◆ **Page text**:
########
# The Grove Air Raid Shelters - Watford



## Chris London (Nov 10, 2016)

I have visited these tunnels many times over the years. First time was back in the late 80's, up to this weekend when i shot a walk through video on my visit.
The site is more well known these days for the lavish hotel and golf course there, and the British Masters Tornament that was hosted there last month.
The site has a lot of history. Best to read up on that here :- The Grove Story - Project X
The main air raid shelters built there in 1939 still remain, despite other bunkers and surface buildings disappearing in the 90's when the site was redeveloped.
A nice set of tunnels, although they can get a bit repetetive. You can still find old wartime relics in there from back in the day. Some wooden benches remain, but are mostly smashed up. Old toilet seats, buckets, oil cans, wheels and other assorted junk. There always seems to be a good colony of European Cave Spiders living there too !

A few pics taken 2011 - 2016



https://flic.kr/p/orbAQb



https://flic.kr/p/D7cvcy



https://flic.kr/p/qMfaxi



https://flic.kr/p/DuPj8t



https://flic.kr/p/NSS3xQ

And finally here's the walk trough video i shot this weekend.....




Facebook ........ Flickr ........ YouTube


----------



## SlimJim (Nov 10, 2016)

Decent set mate, well done!


----------



## Sam Haltin (Nov 11, 2016)

Nicely done. A bit thrashed compared with the other shelters featured.


----------



## jsp77 (Nov 11, 2016)

Great set, been meaning to pop in and have a look one day


----------



## smiler (Nov 11, 2016)

Nicely Done, Thanks


----------



## fluffy5518 (Nov 12, 2016)

Great set of pics mate, the wide angle shots work really well !! Lighting is spot on too !!


----------



## The Wombat (Nov 12, 2016)

Excellent photos
Looks worth a visit


----------



## flyboys90 (Nov 13, 2016)

Great shots and video.


----------



## Chris London (Nov 20, 2016)

Thanks for the vibes / feedback chaps. Appreciated.
If you're in the area or passing, it's certainly worth the visit. Not sure if it's worth the trek alone though !


----------
########
◆ **Dataset records**:

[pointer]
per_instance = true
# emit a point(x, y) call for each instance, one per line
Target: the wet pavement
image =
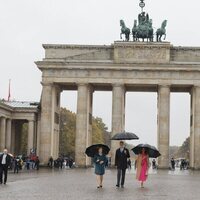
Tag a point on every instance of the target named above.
point(80, 184)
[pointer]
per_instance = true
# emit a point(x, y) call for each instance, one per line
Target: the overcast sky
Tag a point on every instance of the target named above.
point(26, 24)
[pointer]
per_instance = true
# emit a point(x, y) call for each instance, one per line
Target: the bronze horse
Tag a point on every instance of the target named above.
point(124, 30)
point(161, 31)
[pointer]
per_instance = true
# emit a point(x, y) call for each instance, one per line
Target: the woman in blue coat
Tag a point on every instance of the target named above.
point(100, 162)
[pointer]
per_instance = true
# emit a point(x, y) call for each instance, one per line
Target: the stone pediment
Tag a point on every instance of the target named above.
point(122, 53)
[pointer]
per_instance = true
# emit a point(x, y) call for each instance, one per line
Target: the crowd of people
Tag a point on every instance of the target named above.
point(122, 162)
point(100, 160)
point(61, 162)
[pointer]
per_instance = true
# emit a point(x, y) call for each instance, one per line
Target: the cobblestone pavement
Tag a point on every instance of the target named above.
point(80, 184)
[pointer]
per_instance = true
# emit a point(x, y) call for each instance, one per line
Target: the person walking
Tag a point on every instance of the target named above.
point(154, 164)
point(50, 163)
point(121, 157)
point(100, 161)
point(5, 160)
point(37, 163)
point(142, 167)
point(16, 164)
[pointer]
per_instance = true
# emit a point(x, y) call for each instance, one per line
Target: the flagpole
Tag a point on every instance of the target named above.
point(9, 90)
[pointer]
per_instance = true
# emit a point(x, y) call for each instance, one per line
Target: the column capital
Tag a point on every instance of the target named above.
point(196, 86)
point(121, 85)
point(82, 84)
point(46, 83)
point(164, 86)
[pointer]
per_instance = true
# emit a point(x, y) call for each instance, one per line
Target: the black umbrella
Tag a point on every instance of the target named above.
point(93, 149)
point(125, 136)
point(151, 150)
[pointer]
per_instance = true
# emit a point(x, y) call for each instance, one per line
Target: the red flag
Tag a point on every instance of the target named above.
point(9, 91)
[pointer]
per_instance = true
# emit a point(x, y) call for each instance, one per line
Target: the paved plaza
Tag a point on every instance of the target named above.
point(81, 184)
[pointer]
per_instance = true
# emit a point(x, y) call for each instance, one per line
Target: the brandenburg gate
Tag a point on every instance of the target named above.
point(120, 67)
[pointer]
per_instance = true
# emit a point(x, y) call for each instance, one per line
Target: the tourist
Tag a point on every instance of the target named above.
point(100, 161)
point(50, 163)
point(16, 162)
point(129, 164)
point(37, 163)
point(173, 163)
point(5, 161)
point(70, 161)
point(142, 167)
point(154, 164)
point(121, 157)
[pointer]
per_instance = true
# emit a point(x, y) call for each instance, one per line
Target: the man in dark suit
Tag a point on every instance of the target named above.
point(5, 160)
point(121, 158)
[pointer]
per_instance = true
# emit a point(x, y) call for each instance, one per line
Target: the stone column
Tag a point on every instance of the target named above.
point(163, 125)
point(46, 124)
point(83, 122)
point(13, 137)
point(3, 134)
point(31, 130)
point(8, 134)
point(118, 116)
point(195, 128)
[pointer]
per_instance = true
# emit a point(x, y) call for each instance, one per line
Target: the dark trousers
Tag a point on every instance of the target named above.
point(121, 176)
point(16, 169)
point(3, 170)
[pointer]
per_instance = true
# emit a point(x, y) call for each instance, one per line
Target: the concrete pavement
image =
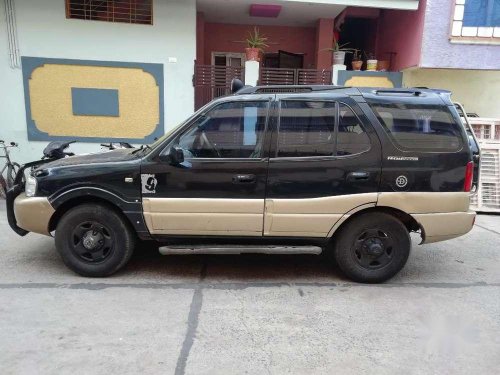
########
◆ **Exercise requirements**:
[1] Please duplicate the whole forum thread about the Grove air raid shelters word for word.
[2] Gather every line of the records that contains the word "dark".
The forum thread and the records are two unrelated pieces of material.

◆ **Solutions to the tasks**:
[1]
# The Grove Air Raid Shelters - Watford



## Chris London (Nov 10, 2016)

I have visited these tunnels many times over the years. First time was back in the late 80's, up to this weekend when i shot a walk through video on my visit.
The site is more well known these days for the lavish hotel and golf course there, and the British Masters Tornament that was hosted there last month.
The site has a lot of history. Best to read up on that here :- The Grove Story - Project X
The main air raid shelters built there in 1939 still remain, despite other bunkers and surface buildings disappearing in the 90's when the site was redeveloped.
A nice set of tunnels, although they can get a bit repetetive. You can still find old wartime relics in there from back in the day. Some wooden benches remain, but are mostly smashed up. Old toilet seats, buckets, oil cans, wheels and other assorted junk. There always seems to be a good colony of European Cave Spiders living there too !

A few pics taken 2011 - 2016



https://flic.kr/p/orbAQb



https://flic.kr/p/D7cvcy



https://flic.kr/p/qMfaxi



https://flic.kr/p/DuPj8t



https://flic.kr/p/NSS3xQ

And finally here's the walk trough video i shot this weekend.....




Facebook ........ Flickr ........ YouTube


----------



## SlimJim (Nov 10, 2016)

Decent set mate, well done!


----------



## Sam Haltin (Nov 11, 2016)

Nicely done. A bit thrashed compared with the other shelters featured.


----------



## jsp77 (Nov 11, 2016)

Great set, been meaning to pop in and have a look one day


----------



## smiler (Nov 11, 2016)

Nicely Done, Thanks


----------



## fluffy5518 (Nov 12, 2016)

Great set of pics mate, the wide angle shots work really well !! Lighting is spot on too !!


----------



## The Wombat (Nov 12, 2016)

Excellent photos
Looks worth a visit


----------



## flyboys90 (Nov 13, 2016)

Great shots and video.


----------



## Chris London (Nov 20, 2016)

Thanks for the vibes / feedback chaps. Appreciated.
If you're in the area or passing, it's certainly worth the visit. Not sure if it's worth the trek alone though !


----------

[2]
Target: the man in dark suit
Target: the dark trousers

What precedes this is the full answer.